-- Data extract follows --

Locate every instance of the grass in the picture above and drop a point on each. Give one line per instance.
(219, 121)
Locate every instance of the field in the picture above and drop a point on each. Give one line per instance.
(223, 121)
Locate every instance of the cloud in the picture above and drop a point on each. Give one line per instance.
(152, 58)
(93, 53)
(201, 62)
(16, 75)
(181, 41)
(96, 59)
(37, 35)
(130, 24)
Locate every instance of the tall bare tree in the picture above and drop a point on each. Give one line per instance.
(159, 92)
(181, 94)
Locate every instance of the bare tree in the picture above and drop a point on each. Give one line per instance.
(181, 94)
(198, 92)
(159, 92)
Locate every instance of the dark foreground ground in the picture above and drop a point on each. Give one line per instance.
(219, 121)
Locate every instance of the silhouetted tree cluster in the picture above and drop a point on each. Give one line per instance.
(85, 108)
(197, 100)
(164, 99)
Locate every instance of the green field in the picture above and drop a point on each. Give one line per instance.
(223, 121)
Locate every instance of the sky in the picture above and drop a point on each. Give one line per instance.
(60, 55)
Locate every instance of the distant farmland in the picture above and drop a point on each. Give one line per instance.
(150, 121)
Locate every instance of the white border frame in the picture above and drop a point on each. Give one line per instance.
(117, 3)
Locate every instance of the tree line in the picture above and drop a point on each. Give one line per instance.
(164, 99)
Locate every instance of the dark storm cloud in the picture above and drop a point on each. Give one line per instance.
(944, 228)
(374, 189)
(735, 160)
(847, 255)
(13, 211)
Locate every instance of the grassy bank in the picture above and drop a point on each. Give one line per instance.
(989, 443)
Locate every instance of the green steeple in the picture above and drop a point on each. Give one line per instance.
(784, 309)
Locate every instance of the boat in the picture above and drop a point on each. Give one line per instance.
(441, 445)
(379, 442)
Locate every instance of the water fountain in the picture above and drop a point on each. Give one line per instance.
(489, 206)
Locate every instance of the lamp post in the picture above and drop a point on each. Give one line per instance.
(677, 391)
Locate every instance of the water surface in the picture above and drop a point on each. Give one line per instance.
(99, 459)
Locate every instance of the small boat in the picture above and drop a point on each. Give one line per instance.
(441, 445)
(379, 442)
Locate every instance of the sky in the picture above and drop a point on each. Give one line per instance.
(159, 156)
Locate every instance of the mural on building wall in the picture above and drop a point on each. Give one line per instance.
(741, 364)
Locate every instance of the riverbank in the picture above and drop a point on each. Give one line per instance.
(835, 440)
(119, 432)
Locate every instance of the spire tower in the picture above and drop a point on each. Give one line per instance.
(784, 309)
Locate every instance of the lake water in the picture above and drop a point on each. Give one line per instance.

-- Data extract concluded --

*Exercise brief*
Transcribe each entry verbatim, leaving none out.

*Solution to the exercise*
Locate every instance of the grass in the picture above and drop a point on each. Give one line per instance.
(219, 121)
Locate every instance of the field in the picture above and drop a point on each. Give one line per instance.
(223, 121)
Locate every instance of the cloud in the picture above and drop a point on each. Give one line per instance.
(152, 58)
(93, 53)
(201, 62)
(16, 75)
(181, 41)
(96, 59)
(37, 35)
(130, 24)
Locate every instance of the tall bare tree in the picture above and drop a point on each. Give one line per instance.
(159, 92)
(181, 94)
Locate every instance of the bare tree in the picture above and drop a point on each. Give one line per instance.
(181, 94)
(198, 92)
(159, 92)
Locate every instance of the dark foreground ground in the picture above and drop a point on each. Give one line per instance.
(219, 121)
Locate every instance of the silhouetted tree cluster in the picture above and drop a point on each. Give one line per instance.
(85, 108)
(197, 100)
(164, 99)
Locate every instance of the green field in the picture above and drop a point on each. Give one line per instance.
(223, 121)
Locate every instance of the sky in the picture above and drop a point on each. Give one line per instance.
(60, 55)
Locate every instance of the distant farmland in the picture above and drop a point on each. Give one line per instance.
(150, 121)
Locate every instance of the white border frame in the picture above and drop a point on each. Give one line per instance.
(117, 3)
Locate every instance of the tree line in the picture above and drop a point on each. Give one line per instance.
(164, 99)
Locate every instance of the dark storm cloud in the picture above and drop a point on each. Give one line per instance.
(944, 228)
(374, 189)
(735, 160)
(847, 255)
(13, 211)
Locate every instance of the grassy bank in the picture above and drop a point on each. Give one line per instance.
(989, 443)
Locate every instance of the green steeple in the picture above and drop a point on each. Give one line per instance.
(784, 309)
Locate every instance of the boat in the picture above and drop a point on each. Give one line per instance.
(441, 445)
(379, 442)
Locate every instance of the water fountain in the picture above and drop a point on each. Give one line per instance.
(489, 206)
Locate every instance of the lamp post in the picture above and drop a point on each. Give one line per instance.
(677, 391)
Locate every instance of the water surface in the picture above and drop a point on each. Give one line per instance.
(99, 459)
Locate every instance of the small boat in the picture above and drop a point on each. Give one line per instance.
(441, 445)
(379, 442)
Locate every instance of the sky in the picture above and drop a point on each. Give one line per instance.
(159, 156)
Locate every instance of the mural on building wall in the picture above and drop a point on each. Give one line per instance.
(741, 364)
Locate every instance of the riverbank in the picture above and drop a point on each. Give one line per instance.
(835, 440)
(119, 432)
Locate every instance of the spire tower in the picture above and drop a point on each. Give one line per instance.
(784, 309)
Locate every instance of the lake water in the picture above and drop a point on each. Give one line per instance.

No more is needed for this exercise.